WHAT TO PRODUCE - Using the data below, print exactly the line with "Locate the flagpole", the line with "Locate the tall", and every line between them, but none of the pictures.

MATERIAL FOR THIS EXERCISE -
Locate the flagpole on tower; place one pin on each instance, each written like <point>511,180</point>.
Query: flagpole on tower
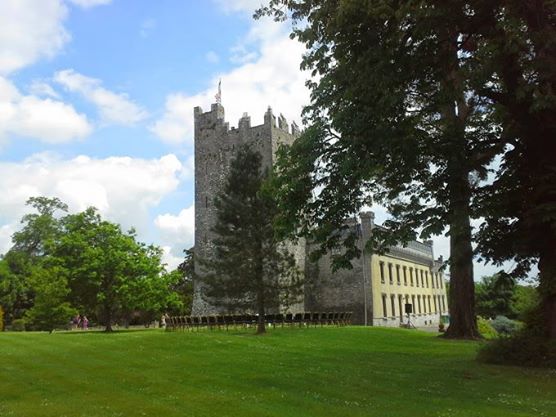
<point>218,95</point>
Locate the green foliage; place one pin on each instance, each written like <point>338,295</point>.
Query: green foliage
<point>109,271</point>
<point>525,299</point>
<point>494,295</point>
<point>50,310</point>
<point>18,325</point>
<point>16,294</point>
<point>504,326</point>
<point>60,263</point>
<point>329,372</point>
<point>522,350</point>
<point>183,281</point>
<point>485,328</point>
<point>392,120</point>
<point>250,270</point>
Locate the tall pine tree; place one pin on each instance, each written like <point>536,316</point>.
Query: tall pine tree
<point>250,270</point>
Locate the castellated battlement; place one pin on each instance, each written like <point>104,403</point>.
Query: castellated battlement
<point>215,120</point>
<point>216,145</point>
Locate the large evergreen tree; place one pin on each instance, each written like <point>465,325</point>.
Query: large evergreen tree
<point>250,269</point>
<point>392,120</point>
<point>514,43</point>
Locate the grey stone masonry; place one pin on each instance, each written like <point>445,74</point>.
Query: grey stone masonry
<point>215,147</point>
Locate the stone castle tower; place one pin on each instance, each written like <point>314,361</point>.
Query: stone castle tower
---
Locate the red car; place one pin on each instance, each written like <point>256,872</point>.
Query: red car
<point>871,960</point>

YOUR RESPONSE -
Locate the flagpole on tower; place one pin on each instance, each written like <point>511,180</point>.
Query: flagpole on tower
<point>218,95</point>
Locate the green foliage; place one pin on each instance, each written like <point>338,295</point>.
Query: green foliage
<point>109,271</point>
<point>525,299</point>
<point>494,295</point>
<point>50,310</point>
<point>18,325</point>
<point>16,294</point>
<point>504,326</point>
<point>60,263</point>
<point>329,372</point>
<point>522,350</point>
<point>183,281</point>
<point>485,328</point>
<point>392,120</point>
<point>250,270</point>
Locate the tall pine tree; place one pin on each instance, each written like <point>536,316</point>.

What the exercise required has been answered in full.